Texte fourni:
Certes, Norbert Hofer, qui est sans doute l’un des plus présentables des leaders populistes en Europe, et on peut l’espérer l’un des plus compétents, avait, dans ses discours de campagne, essayé de rassurer ses concitoyens sur ce point. Peut-être un peu trop tard, et pas assez résolument. Il avait conscience que l’Autriche ne peut quitter la zone euro sans mettre en péril sa prospérité (un des plus bas taux de chômage en Europe), tellement elle est soudée économiquement à l’Allemagne. Et il pouvait imaginer que s’il l’emportait, en évitant une querelle avec la sœur germanique, Vienne aurait pu faire pression sur l’opinion allemande, pour les enjeux primordiaux qui la concerne (ceux de l’immigration et des réfugiés), en faisant cause commune avec tous ceux qui, en RFA, s’opposent à la politique d’Angela Merkel, comme le gouvernement bavarois. Mais, il n’a pas pu combler complètement le déficit de confiance imputable à l’hostilité à l’Union européenne montrée jusque-là par le FPÖ.
Cet échec, malgré tout relatif parce qu’il tient à très peu de choses et qu’il peut être rattrapé aux prochaines élections législatives, montre aux populistes qu’ils ne doivent pas sous-estimer le sentiment européen de la plupart des peuples en Europe. Non pas qu’ils apprécient spécialement l’Union européenne, et les politiques qu’elle mène, au contraire, mais parce qu’ils ont compris qu’ils ne sont plus grand-chose les uns sans les autres. Et que c’est une faute de sombrer dans l’europhobie, au titre de ce que l’on rejette la camarilla de Bruxelles. Comme c’est un leurre que de croire que l’on peut en revenir, chacun, en Europe, à son sonderweg, à sa voie spécifique, sans conséquences dramatiques pour soi-même. Ils ne veulent plus, non plus, de ces querelles entre Européens dans lesquelles les populistes nationalistes risquent de les faire retomber. Et connaître, eux aussi, entre eux, une guerre larvée comme celle qui oppose la Russie à l’Ukraine. En l’occurrence, celle que pourrait engendrer la mise en avant par le FPÖ de la question du Tyrol du sud (pour aussi légitime qu’il soit de la poser) de façon agressive comme il le fait parfois. Cela ne servirait qu’à détériorer les relations avec l’Italie, et cela nourrirait l’image inquiétante que certains veulent faire passer d’une Autriche populiste.

Données affichées:
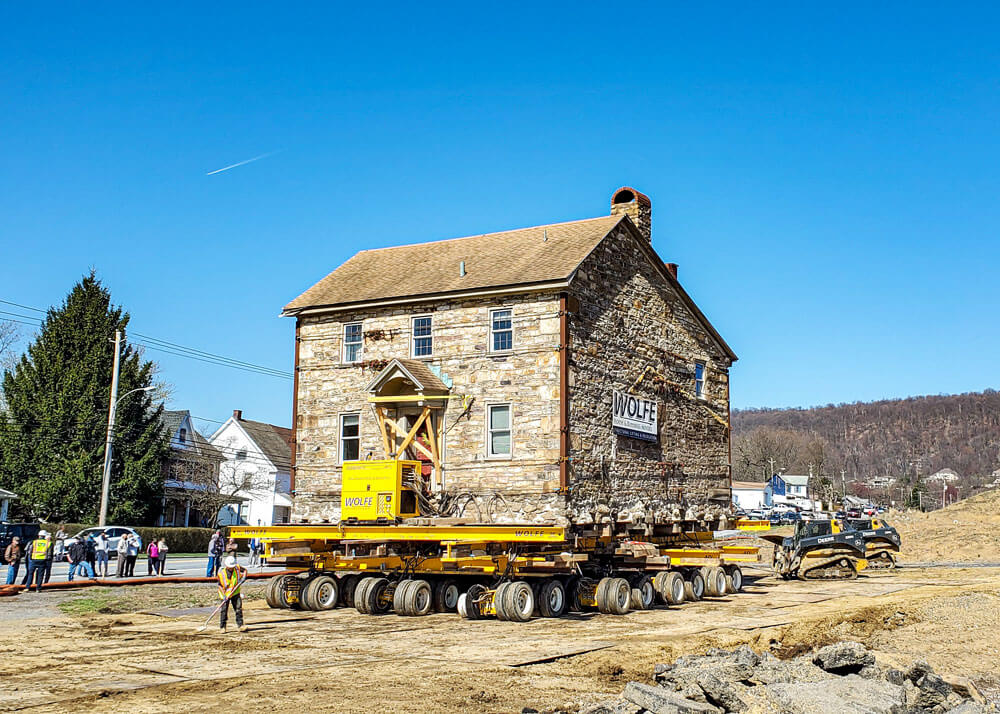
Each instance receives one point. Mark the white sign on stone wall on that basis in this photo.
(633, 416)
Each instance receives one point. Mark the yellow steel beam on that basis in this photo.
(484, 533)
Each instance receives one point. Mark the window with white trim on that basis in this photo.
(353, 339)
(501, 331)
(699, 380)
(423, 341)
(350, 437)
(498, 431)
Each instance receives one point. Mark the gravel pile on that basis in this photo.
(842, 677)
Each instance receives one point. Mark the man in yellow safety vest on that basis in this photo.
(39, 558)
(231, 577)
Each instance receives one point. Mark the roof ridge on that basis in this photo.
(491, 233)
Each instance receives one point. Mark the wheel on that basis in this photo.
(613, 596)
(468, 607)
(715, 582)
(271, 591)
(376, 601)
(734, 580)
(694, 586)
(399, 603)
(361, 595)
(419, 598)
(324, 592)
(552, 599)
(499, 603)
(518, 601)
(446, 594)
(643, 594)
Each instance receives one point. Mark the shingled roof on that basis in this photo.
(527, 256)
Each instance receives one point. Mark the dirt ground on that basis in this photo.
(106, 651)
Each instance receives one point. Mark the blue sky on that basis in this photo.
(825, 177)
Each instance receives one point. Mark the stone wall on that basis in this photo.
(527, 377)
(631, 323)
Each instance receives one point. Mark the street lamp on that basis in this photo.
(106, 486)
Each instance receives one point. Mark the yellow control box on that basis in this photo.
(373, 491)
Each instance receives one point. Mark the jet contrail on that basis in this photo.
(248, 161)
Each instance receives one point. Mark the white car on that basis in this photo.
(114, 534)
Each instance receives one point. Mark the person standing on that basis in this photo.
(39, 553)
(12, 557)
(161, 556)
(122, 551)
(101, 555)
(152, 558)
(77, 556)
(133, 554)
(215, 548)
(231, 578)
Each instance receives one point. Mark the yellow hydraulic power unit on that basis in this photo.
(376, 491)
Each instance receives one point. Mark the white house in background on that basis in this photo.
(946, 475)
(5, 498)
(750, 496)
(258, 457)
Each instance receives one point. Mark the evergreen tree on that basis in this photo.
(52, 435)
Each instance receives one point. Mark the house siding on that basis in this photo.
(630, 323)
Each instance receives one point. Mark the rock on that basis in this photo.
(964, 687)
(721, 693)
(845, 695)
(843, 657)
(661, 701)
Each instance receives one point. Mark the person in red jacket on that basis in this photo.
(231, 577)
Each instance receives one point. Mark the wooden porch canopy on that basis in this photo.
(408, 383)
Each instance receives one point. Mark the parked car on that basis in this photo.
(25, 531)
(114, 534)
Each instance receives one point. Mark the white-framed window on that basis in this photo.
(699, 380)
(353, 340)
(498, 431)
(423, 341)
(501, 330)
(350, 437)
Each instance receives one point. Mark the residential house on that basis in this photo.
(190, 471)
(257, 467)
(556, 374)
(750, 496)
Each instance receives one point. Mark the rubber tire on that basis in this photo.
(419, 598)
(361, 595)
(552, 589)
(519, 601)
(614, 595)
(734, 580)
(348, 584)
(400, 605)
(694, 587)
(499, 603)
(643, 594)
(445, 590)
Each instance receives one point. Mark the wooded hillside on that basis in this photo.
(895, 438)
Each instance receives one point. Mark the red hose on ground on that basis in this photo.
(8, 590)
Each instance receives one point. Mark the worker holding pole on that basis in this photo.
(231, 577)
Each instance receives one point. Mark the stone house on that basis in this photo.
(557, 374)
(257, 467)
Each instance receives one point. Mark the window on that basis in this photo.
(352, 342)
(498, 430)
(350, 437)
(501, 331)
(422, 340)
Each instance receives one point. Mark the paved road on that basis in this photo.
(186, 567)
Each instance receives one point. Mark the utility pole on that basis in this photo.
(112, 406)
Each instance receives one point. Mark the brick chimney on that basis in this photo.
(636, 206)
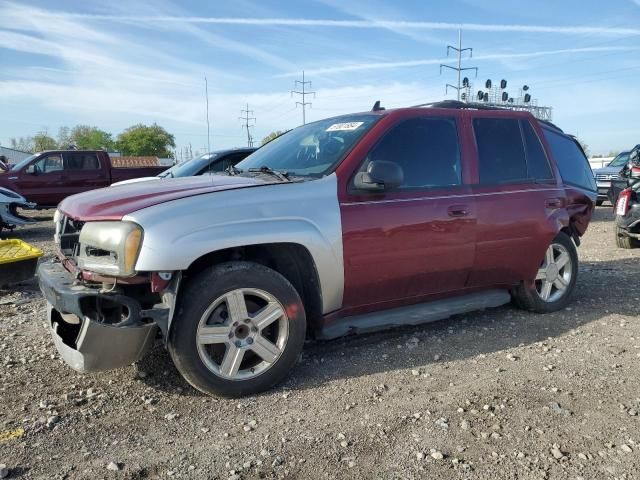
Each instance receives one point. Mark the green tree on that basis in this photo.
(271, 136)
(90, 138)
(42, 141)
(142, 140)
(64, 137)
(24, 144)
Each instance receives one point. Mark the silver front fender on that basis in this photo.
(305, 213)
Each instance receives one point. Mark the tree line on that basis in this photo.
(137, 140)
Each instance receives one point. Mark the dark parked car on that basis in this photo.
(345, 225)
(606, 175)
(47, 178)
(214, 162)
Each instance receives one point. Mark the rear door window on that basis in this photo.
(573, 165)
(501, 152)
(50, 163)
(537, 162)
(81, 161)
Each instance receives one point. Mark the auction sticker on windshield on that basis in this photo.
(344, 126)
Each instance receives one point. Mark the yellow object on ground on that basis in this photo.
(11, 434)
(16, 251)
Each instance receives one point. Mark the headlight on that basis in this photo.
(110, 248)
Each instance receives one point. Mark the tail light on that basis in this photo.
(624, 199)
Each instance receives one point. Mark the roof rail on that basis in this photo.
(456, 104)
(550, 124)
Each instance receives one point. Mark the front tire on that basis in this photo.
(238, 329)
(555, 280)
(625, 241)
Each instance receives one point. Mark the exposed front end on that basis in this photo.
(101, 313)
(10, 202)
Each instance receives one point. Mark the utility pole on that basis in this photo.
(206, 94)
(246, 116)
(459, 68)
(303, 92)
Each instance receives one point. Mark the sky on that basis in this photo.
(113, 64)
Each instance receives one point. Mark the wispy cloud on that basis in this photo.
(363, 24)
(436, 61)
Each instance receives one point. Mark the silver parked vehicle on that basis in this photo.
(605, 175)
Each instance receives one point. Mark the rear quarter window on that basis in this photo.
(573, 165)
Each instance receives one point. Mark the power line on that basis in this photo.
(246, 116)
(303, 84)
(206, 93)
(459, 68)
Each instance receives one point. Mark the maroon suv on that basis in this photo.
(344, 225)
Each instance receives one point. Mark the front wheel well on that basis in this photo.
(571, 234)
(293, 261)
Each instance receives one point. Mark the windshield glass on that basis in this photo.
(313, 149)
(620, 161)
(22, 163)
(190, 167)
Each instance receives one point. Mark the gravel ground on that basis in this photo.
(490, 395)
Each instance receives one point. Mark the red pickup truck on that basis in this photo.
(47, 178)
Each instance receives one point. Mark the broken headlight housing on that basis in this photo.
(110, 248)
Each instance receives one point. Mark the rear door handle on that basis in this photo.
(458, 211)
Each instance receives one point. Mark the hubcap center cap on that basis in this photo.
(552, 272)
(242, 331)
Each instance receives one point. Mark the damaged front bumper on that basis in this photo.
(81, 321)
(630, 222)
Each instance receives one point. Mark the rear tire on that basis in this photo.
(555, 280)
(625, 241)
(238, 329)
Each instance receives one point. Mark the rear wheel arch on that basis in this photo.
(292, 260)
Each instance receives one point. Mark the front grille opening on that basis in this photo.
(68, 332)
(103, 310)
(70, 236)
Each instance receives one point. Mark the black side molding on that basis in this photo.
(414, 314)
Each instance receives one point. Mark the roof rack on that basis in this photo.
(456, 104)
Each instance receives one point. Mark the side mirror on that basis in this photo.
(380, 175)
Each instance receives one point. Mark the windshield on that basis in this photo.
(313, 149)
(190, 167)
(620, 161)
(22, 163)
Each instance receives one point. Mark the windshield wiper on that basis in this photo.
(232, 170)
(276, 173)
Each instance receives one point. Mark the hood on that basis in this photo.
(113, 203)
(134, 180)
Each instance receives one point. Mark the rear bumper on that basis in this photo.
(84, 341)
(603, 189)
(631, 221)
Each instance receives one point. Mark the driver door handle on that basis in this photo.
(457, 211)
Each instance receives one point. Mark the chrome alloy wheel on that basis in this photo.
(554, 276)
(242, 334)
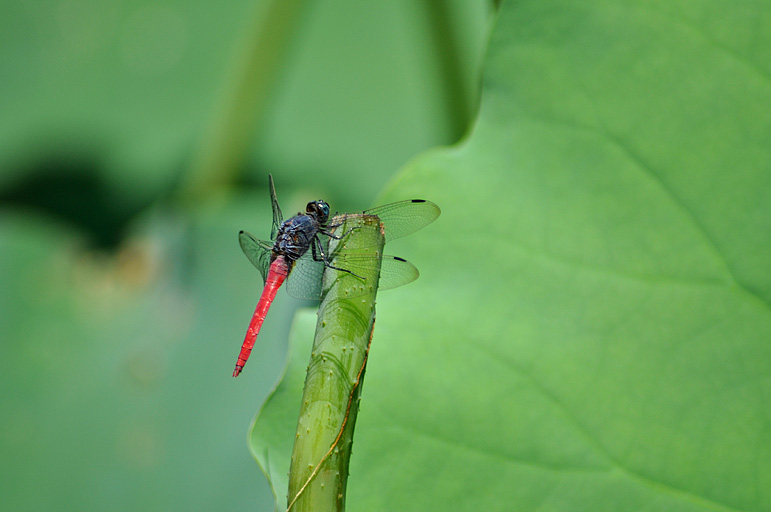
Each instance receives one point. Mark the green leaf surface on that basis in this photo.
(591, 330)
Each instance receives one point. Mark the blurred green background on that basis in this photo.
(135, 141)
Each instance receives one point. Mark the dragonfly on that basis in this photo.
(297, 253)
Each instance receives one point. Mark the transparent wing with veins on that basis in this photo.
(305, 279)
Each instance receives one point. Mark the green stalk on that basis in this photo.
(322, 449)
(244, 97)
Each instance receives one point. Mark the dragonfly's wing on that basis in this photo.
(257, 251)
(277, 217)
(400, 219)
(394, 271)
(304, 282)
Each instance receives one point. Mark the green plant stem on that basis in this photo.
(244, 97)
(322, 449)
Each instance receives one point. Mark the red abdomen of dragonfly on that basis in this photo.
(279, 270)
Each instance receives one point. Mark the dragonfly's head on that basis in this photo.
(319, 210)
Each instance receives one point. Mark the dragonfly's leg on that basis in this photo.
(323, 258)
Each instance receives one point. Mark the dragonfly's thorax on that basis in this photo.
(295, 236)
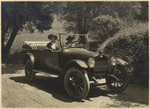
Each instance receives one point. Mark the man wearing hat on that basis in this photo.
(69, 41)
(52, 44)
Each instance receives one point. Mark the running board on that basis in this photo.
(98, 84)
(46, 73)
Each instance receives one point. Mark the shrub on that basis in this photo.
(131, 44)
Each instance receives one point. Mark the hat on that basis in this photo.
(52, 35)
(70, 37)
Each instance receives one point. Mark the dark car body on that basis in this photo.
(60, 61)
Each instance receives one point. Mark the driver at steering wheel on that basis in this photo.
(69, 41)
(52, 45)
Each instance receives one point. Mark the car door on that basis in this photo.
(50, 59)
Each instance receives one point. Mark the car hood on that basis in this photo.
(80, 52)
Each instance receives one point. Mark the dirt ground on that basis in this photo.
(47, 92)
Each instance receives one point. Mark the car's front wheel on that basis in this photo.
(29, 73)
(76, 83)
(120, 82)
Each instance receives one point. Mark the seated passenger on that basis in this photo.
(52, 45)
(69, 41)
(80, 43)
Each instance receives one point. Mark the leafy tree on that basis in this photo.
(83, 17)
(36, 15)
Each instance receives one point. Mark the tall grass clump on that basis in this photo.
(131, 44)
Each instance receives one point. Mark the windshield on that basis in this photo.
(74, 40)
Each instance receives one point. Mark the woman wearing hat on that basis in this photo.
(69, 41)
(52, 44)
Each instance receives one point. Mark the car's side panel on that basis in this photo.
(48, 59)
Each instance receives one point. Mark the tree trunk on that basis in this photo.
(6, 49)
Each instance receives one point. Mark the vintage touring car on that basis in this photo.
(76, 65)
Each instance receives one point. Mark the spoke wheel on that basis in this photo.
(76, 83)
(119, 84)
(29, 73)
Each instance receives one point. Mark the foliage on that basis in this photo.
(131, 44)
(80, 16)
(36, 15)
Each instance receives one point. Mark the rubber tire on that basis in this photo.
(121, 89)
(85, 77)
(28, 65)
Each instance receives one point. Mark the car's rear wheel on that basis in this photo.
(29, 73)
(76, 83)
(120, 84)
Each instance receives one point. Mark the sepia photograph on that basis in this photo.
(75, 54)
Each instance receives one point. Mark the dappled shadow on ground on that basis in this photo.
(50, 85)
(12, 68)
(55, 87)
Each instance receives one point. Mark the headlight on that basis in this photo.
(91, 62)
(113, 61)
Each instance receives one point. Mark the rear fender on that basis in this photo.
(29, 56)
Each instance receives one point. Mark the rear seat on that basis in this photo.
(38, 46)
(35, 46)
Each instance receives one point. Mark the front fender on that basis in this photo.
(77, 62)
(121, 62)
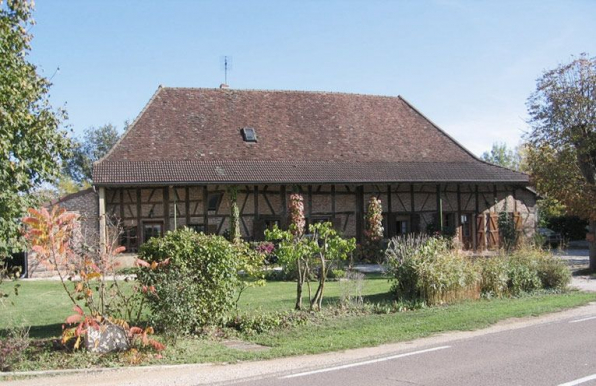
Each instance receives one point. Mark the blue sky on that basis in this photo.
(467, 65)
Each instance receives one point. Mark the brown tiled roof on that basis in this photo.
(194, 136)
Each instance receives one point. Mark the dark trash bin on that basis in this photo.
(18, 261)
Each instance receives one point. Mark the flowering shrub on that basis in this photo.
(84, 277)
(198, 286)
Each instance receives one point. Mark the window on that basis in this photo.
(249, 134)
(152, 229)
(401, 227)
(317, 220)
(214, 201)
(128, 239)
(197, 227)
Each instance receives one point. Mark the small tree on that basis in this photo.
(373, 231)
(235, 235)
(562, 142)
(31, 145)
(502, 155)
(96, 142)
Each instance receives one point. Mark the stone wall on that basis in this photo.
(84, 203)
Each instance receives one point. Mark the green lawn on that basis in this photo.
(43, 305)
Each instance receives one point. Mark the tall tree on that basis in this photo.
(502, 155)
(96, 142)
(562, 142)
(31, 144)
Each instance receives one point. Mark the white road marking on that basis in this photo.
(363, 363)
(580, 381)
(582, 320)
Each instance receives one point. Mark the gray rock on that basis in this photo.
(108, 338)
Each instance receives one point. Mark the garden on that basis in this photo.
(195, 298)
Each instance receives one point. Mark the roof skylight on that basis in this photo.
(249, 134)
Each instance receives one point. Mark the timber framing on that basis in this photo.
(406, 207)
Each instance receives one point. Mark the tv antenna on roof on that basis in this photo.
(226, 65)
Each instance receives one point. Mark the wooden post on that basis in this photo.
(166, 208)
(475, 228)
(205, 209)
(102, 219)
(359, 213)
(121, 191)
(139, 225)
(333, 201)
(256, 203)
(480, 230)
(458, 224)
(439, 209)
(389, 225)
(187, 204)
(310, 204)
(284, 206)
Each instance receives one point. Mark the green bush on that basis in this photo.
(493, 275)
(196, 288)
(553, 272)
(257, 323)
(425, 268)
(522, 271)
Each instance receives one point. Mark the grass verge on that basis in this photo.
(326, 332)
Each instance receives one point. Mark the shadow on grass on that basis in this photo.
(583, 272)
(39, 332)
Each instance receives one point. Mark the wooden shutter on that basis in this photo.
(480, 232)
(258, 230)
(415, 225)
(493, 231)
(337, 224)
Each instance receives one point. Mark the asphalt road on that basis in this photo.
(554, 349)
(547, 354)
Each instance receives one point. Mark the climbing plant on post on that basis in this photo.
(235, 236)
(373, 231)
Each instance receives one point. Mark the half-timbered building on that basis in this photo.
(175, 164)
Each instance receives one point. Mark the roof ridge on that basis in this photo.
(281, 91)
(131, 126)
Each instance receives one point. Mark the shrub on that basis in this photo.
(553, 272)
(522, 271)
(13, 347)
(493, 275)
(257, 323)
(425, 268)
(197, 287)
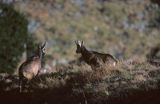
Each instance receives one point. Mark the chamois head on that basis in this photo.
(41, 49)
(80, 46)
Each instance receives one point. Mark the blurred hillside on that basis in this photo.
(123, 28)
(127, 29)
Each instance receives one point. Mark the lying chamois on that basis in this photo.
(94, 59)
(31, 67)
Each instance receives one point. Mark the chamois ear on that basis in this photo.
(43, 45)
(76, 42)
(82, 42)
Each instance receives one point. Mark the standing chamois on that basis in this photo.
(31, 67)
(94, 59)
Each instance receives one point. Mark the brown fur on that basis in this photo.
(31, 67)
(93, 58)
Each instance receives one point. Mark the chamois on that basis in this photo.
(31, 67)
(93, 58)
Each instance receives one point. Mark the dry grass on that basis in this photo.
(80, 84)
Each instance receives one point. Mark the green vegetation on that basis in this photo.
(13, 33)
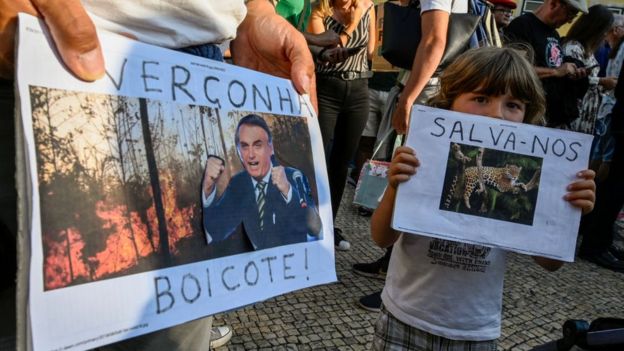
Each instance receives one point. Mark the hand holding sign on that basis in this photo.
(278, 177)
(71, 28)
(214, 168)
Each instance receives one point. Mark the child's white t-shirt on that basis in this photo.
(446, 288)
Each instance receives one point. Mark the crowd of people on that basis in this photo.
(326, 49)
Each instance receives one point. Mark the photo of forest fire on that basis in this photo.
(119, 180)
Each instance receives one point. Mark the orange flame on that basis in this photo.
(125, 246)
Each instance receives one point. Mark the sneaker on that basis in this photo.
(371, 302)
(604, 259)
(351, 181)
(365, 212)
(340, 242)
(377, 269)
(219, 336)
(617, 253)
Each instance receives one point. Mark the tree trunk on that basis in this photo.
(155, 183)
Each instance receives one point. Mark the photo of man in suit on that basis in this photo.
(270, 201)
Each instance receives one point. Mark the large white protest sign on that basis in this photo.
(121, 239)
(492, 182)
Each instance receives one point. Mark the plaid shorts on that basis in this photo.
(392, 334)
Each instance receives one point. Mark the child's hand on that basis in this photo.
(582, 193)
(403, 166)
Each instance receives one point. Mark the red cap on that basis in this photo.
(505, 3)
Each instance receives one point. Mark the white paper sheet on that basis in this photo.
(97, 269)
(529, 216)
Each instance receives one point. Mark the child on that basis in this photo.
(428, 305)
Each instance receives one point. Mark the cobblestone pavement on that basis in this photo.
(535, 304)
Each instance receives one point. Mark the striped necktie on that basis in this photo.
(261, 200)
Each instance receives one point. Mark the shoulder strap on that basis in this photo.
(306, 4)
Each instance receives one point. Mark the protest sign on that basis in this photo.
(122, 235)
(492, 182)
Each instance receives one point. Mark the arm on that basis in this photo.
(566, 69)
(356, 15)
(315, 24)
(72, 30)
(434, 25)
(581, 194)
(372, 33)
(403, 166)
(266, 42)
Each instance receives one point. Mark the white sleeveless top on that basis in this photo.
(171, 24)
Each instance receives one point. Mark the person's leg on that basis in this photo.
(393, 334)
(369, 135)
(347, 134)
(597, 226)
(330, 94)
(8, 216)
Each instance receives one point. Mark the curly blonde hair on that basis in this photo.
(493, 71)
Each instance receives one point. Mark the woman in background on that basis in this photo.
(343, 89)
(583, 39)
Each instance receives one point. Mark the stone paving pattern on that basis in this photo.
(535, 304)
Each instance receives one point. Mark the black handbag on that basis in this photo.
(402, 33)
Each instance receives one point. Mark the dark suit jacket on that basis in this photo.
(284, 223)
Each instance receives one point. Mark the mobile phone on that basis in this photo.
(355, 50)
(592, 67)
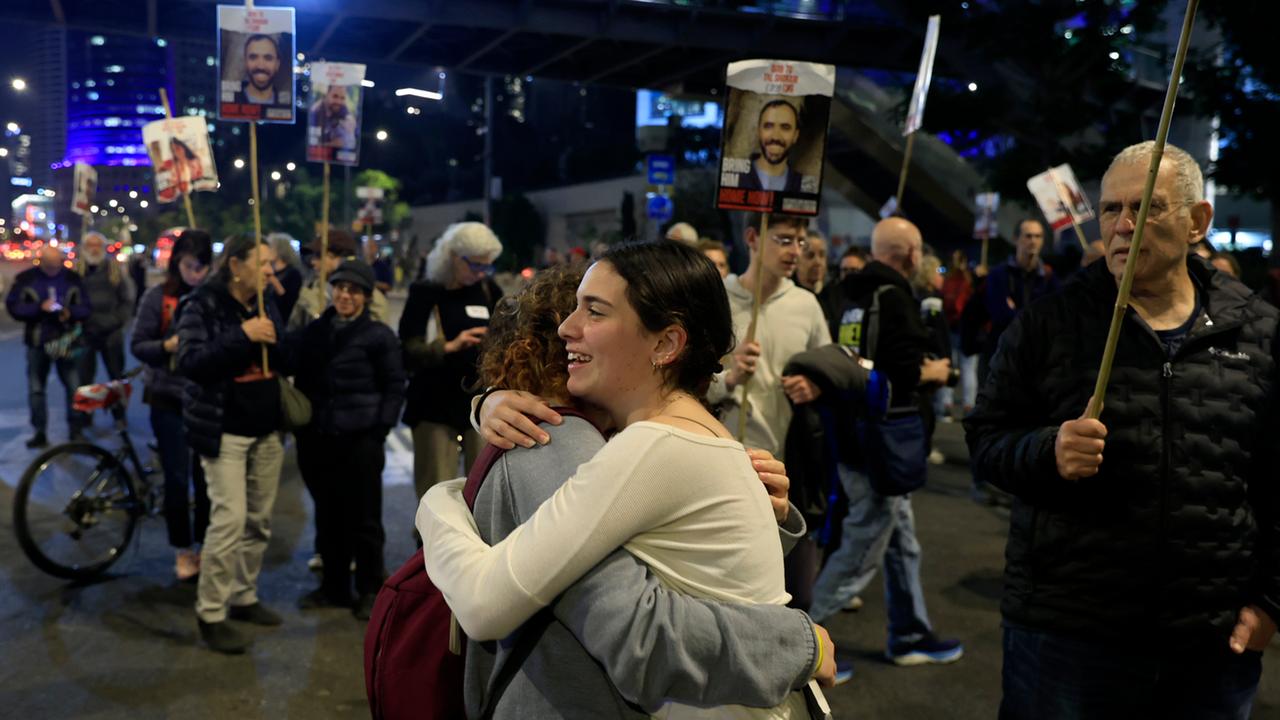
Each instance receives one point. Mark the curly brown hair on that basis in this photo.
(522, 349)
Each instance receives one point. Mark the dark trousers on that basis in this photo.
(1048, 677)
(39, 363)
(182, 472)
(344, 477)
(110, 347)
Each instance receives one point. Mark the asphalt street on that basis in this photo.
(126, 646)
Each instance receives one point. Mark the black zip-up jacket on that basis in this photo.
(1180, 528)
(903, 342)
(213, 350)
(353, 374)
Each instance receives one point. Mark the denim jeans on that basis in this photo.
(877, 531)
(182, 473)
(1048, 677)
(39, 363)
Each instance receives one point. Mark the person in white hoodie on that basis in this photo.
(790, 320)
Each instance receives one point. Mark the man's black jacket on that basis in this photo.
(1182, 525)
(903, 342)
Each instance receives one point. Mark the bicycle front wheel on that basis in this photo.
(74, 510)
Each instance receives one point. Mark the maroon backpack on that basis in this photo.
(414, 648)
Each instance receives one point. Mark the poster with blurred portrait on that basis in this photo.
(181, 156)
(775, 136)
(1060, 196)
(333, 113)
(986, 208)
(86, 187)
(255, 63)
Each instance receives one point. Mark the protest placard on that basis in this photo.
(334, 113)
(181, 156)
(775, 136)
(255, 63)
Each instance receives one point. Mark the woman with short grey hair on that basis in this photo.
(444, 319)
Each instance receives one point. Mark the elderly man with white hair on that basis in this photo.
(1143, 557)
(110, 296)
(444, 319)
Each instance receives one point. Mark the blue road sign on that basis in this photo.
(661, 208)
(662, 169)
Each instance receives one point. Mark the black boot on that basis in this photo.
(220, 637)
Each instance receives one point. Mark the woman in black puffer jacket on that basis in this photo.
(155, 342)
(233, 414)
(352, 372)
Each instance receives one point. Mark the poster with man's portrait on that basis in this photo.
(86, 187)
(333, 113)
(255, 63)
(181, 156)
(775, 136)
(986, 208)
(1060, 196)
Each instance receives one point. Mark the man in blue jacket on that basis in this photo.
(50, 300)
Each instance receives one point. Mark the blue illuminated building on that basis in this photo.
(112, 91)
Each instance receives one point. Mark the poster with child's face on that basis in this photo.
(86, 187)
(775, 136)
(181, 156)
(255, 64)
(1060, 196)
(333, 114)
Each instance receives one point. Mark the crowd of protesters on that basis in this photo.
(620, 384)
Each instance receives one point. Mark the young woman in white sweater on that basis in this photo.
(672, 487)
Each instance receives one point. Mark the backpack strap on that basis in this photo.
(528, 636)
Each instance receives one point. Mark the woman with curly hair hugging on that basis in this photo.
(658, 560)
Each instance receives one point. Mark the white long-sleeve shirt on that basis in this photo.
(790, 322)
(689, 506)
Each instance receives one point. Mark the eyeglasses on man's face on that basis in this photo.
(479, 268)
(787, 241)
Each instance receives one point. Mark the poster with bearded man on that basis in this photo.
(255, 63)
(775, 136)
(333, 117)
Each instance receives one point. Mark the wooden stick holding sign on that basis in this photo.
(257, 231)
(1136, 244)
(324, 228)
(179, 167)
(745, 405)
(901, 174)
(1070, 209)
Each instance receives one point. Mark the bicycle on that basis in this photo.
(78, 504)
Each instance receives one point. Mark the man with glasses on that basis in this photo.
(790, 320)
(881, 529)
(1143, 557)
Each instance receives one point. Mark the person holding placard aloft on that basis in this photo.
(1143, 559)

Objectifs:
(a) Répondez à ces questions sur le texte consacré à Norbert Hofer et au FPÖ.
(i) À quel pays l'Autriche est-elle économiquement soudée ?
(ii) Quel gouvernement est donné en exemple d'opposant à la politique d'Angela Merkel en RFA ?
(iii) Avec quel pays les relations se détérioreraient-elles si le FPÖ mettait en avant de façon agressive la question du Tyrol du sud ?
(b) Reprenez le texte sur Norbert Hofer et le FPÖ, puis poursuivez-le après sa dernière phrase.

Résultats:
(a)
(i) L'Allemagne.
(ii) Le gouvernement bavarois.
(iii) L'Italie.

(b)
Tout ceci posé, le fait que Monsieur Hofer ait réuni sur son nom la moitié du vote autrichien prouve qu’il est dans le vrai pour le reste des thématiques, en particulier celles de l’immigration ou de la démocratie directe. Celles-là mêmes qui lui permettraient, en cas de victoire aux futures élections législatives, de constituer au sein de l’Union européenne un noyau contestataire fort, regroupant plusieurs États de l’Europe centrale, pour affirmer une autre vision de l’UE que la triste image que celle-ci offre aujourd’hui. Ce qui, par effet de démonstration, pourrait être le point de départ d’un changement radical. Au contraire d’une sortie fracassante et contreproductive, c’est le changement dans les rapports de force au sein de l’Union qui doit être recherché. Il ne faut cesser de le répéter : aucun État européen n’est capable de défier à lui tout seul le système occidental en place, et la dispersion nationaliste est le meilleur service qu’on peut lui rendre afin qu’il perdure.
Si dans les mois qui viennent l’apprentissage du réalisme politique par Monsieur Hofer, et par son parti, se poursuit, et s’il acquiert une image de rassembleur pour nombre d’Européens, alors on pourra dire, si le succès électoral est au rendez-vous, que la déconvenue de ce mois de mai n’aura pas empêché qu’une lueur s’allume au cœur de l’Europe.